Set task
Exactly reproduce each entry, leaving out nothing.

Material for the task
══════

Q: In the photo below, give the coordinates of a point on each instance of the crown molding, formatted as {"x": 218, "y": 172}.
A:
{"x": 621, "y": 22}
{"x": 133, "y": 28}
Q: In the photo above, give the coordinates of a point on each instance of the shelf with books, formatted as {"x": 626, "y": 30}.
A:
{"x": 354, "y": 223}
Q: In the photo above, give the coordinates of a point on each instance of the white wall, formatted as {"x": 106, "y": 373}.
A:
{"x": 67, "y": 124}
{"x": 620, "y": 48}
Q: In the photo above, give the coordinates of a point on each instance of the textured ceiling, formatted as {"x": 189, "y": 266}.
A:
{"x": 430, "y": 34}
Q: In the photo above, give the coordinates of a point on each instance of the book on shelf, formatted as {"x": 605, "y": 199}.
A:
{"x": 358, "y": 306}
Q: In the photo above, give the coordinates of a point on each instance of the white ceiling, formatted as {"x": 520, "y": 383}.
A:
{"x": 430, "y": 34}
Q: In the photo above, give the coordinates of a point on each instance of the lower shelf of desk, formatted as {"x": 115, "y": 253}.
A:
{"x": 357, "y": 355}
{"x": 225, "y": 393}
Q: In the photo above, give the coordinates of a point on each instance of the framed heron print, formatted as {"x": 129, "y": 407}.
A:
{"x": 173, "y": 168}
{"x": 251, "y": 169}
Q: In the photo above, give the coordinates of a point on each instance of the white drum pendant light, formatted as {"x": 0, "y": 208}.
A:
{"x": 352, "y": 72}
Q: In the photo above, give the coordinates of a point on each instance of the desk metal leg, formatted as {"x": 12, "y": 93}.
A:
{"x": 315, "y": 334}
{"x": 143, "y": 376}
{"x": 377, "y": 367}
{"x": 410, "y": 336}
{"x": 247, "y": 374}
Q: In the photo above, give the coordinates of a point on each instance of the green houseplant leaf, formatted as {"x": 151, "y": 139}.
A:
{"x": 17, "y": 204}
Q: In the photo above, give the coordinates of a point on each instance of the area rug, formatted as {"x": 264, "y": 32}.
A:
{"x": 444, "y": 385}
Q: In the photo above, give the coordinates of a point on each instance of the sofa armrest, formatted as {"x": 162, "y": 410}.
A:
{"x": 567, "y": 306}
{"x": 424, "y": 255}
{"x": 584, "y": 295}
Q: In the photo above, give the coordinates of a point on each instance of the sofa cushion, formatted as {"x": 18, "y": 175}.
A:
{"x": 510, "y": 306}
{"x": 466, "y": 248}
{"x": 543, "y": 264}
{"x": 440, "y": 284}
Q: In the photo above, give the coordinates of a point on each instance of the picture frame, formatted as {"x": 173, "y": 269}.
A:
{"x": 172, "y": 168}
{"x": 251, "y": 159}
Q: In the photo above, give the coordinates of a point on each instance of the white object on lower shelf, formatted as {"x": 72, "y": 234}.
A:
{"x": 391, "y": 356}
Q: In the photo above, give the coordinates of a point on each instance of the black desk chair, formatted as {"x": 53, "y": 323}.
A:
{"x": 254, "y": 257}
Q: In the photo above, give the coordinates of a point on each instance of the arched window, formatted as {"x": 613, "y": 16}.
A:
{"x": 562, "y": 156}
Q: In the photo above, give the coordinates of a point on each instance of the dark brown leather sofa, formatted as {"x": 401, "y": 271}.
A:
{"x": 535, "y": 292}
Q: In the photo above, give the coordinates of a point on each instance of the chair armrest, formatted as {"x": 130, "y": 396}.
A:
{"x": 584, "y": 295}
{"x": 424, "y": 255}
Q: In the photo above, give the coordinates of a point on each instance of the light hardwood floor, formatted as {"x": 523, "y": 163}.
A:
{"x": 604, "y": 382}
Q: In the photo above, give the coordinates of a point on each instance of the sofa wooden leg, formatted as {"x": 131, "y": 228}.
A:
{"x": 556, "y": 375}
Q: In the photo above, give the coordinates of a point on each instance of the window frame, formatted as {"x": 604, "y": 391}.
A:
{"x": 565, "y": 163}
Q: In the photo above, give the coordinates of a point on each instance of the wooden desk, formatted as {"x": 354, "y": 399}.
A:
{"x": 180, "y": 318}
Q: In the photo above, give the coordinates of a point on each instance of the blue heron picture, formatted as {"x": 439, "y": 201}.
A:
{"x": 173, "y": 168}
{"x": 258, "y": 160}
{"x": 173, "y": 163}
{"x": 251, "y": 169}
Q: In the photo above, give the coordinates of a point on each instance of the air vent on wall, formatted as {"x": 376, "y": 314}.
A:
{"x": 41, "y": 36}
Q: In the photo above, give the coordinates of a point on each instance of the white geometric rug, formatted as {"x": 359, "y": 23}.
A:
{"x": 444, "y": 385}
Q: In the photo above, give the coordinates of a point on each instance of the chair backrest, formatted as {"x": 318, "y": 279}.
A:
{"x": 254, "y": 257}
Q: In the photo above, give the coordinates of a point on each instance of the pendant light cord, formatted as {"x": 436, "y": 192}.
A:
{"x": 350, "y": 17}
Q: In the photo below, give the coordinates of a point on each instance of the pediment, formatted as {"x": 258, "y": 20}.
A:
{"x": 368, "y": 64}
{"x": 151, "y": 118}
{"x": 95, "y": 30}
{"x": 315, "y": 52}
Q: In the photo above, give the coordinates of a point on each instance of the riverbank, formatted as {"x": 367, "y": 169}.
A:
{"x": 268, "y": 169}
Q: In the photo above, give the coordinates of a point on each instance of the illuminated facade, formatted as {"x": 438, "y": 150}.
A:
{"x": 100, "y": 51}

══════

Written answer
Q: In the photo below, give the coordinates of a point on each instance of the crown molding, formatted as {"x": 218, "y": 172}.
A:
{"x": 621, "y": 22}
{"x": 133, "y": 28}
Q: In the photo above, give the coordinates of a point on each instance of the shelf with books, formatted as {"x": 626, "y": 30}.
A:
{"x": 354, "y": 223}
Q: In the photo above, give the coordinates of a point on each instance of the white wall, formatted as {"x": 106, "y": 373}.
A:
{"x": 67, "y": 124}
{"x": 620, "y": 48}
Q: In the photo above, give the coordinates of a point on each instance of the textured ceiling, formatted as {"x": 189, "y": 266}.
A:
{"x": 430, "y": 34}
Q: In the photo above, give the coordinates of a point on each instance of the book on shelf, formatted as {"x": 605, "y": 199}.
A:
{"x": 358, "y": 306}
Q: In the photo above, give the coordinates of a point on each instance of the white ceiling, formatted as {"x": 520, "y": 383}.
A:
{"x": 430, "y": 34}
Q: In the photo above, give the coordinates of a point on each instance of the lower shelf of desk, formatted as {"x": 115, "y": 253}.
A:
{"x": 357, "y": 355}
{"x": 225, "y": 393}
Q: In the photo above, give the coordinates of a point on each instance of the framed heron print, formatted as {"x": 129, "y": 407}.
A:
{"x": 173, "y": 168}
{"x": 251, "y": 169}
Q: In the photo above, give the coordinates of a point on each instance of the white drum pendant light, formatted as {"x": 0, "y": 208}.
A:
{"x": 352, "y": 72}
Q: In the photo above, give the coordinates of a point on each instance of the desk metal leg, formatted as {"x": 12, "y": 93}.
A:
{"x": 315, "y": 334}
{"x": 143, "y": 376}
{"x": 377, "y": 367}
{"x": 410, "y": 336}
{"x": 247, "y": 374}
Q: In the photo above, give the coordinates of a point on each instance of the green houseplant leaf, formatted as {"x": 151, "y": 139}.
A:
{"x": 17, "y": 204}
Q: In the photo above, give the coordinates of a point on each instance of the area rug, formatted as {"x": 264, "y": 32}.
A:
{"x": 444, "y": 385}
Q: In the photo above, give the coordinates of a point on each instance of the sofa armrest, formatted as {"x": 162, "y": 410}.
A:
{"x": 567, "y": 306}
{"x": 424, "y": 255}
{"x": 584, "y": 295}
Q: In the photo above, give the coordinates of a point on each instance of the sofa cushion, formatted as {"x": 18, "y": 175}.
A:
{"x": 510, "y": 306}
{"x": 466, "y": 248}
{"x": 543, "y": 264}
{"x": 440, "y": 284}
Q: In the photo above, give the coordinates of a point on each instance of the picture frame, formatted as {"x": 173, "y": 269}.
A:
{"x": 172, "y": 168}
{"x": 251, "y": 159}
Q: In the photo above, give the coordinates of a point on each instance of the white object on lower shelf, formatted as {"x": 72, "y": 234}.
A:
{"x": 391, "y": 356}
Q: In the photo above, give the coordinates of a point on each instance of the black desk chair, formatted as {"x": 53, "y": 323}.
A:
{"x": 254, "y": 257}
Q: In the photo above, give the coordinates of a point on each instance of the arched window, formatted as {"x": 613, "y": 16}.
A:
{"x": 562, "y": 156}
Q: In the photo above, give the coordinates of a point on each instance of the dark brown leather sofa, formatted as {"x": 401, "y": 271}.
A:
{"x": 535, "y": 292}
Q: In the photo above, give the coordinates of a point on each instance of the chair armrest, formatted as {"x": 130, "y": 396}.
A:
{"x": 584, "y": 295}
{"x": 424, "y": 255}
Q: In the photo above, give the coordinates of a point on each instance of the light hardwood floor, formatted as {"x": 523, "y": 163}.
A:
{"x": 604, "y": 382}
Q: In the photo above, give the coordinates of a point on each instance of the sofa wooden leg, formatted as {"x": 131, "y": 228}.
A:
{"x": 556, "y": 375}
Q: In the photo above, give the coordinates of a point on each instance of the window frame, formatted as {"x": 604, "y": 391}.
A:
{"x": 565, "y": 163}
Q: In the photo above, give the coordinates of a point on each instance of the wooden desk, formatted as {"x": 354, "y": 399}.
A:
{"x": 180, "y": 318}
Q: In the photo above, give the coordinates of a point on each instance of the blue heron picture, formatted as {"x": 439, "y": 201}.
A:
{"x": 173, "y": 168}
{"x": 258, "y": 160}
{"x": 173, "y": 163}
{"x": 251, "y": 169}
Q: In the photo above, give the coordinates of a point on each instance of the air vent on wall, formatted as {"x": 376, "y": 314}.
A:
{"x": 41, "y": 36}
Q: In the photo above, give the coordinates of a point on each instance of the white geometric rug, formatted as {"x": 359, "y": 23}.
A:
{"x": 444, "y": 385}
Q: In the photo above, give the coordinates of a point on each instance of the chair backrest, formatted as {"x": 318, "y": 279}.
A:
{"x": 254, "y": 257}
Q: In the photo above, give the coordinates of a point on each instance of the pendant light cord, formatted as {"x": 436, "y": 192}.
A:
{"x": 350, "y": 17}
Q: In the photo below, give the coordinates of a point on each instance of the pediment, formatted as {"x": 258, "y": 20}.
A:
{"x": 368, "y": 64}
{"x": 151, "y": 118}
{"x": 95, "y": 30}
{"x": 315, "y": 52}
Q: In the photo above, give the coordinates of a point on each instance of the riverbank, formatted as {"x": 367, "y": 169}.
A:
{"x": 268, "y": 169}
Q: In the photo above, give the coordinates of a point on each instance of the illuminated facade, formatted as {"x": 438, "y": 150}.
A:
{"x": 100, "y": 51}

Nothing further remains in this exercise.